Ravaged Or Ravishing: Picturing Your Best Self

I am a voracious reader of obituaries. Inevitably, the accompanying photo of the deceased is decades old, taken before age or disease has set in, and selected so as to sear in our mind, an image of the person at their physical peak. Gone are the gaunt cheeks, the papery hands, the bleached, bony legs. Back for your viewing pleasure are the sparkling eyes, smooth neck and coifed hair. Hell, any hair. But what happens when your physical best and your psychological best are years apart? What picture do you choose when your best selves are, like mine, distanced from one another?

In a February New Yorker article by Ariel Levy, eternal swimmer Diana Nyad rhetorically asks “How many athletes have I interviewed who say “Oh, if only I could have my mind of this age and be back on the world stage as a skater, golfer, tennis player…” It’s unlikely that you or I will excel at anything that puts us on the world stage (ouch!) but each of us will have one last opportunity for a published headshot.

Will that snapshot show the svelte you of white, straight teeth and natural color hair who still thinks body deterioration happens only to the less diligent, or, will the snapshot be the you of later years with the additional 25 pounds (of which five reside under each eye) and milky, yet fully self-actualized gaze, that screeches “I live with no apology or shame”?

There are too many windswept faces in Hollywood and beyond to say our evolution from peak physical prowess to peak emotional/cerebral prowess is one we all welcome as the natural order of things. Leaving behind our most perfect physical self requires that we replace the behaviors of our youth with those more attuned to our -ahem- maturing bodies. Let’s face it: a twerking 60 year old is not as alluring as a twerking 23 year old although a twerker of any age may not be appealing at all.

Your best physical and psychological selves may be a lot closer to each other than mine are. I really hope so. At best mine have switched leadership positions as my healing psychological self trudges on, one internal enlightenment at a time, to take over the lead position from a halting, faltering body. The years of bumping and grinding my way through relationships until they were ash were a necessary cover while the rest of me first hid and, then, painfully evolved. I may have been easy on the eyes but a piffle of dust is not the image I want to leave behind.

*Given entries*:

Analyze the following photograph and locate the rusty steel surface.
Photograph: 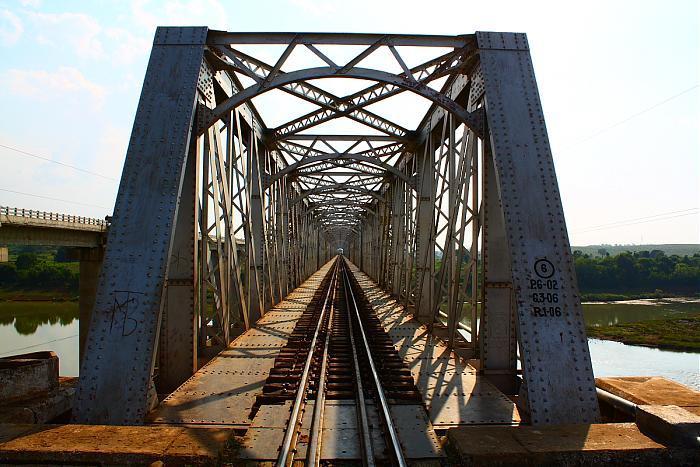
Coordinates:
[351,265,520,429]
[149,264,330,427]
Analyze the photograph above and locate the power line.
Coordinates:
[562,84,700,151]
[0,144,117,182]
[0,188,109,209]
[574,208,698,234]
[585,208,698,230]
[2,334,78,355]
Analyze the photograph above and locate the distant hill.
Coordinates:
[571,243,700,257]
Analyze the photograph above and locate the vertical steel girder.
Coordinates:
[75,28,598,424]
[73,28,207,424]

---

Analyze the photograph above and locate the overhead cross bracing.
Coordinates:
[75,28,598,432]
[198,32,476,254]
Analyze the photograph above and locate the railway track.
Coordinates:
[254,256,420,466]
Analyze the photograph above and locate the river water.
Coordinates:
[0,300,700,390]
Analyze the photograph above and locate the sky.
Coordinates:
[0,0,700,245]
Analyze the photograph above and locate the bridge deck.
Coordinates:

*The problem*:
Answer these questions from the essay on picturing your best self.
1. Who wrote the February New Yorker article that the essay mentions?
2. How many additional pounds does the later-years snapshot show?
3. How old is the photo that usually runs with an obituary?

*Response*:
1. Ariel Levy
2. 25 pounds
3. Decades old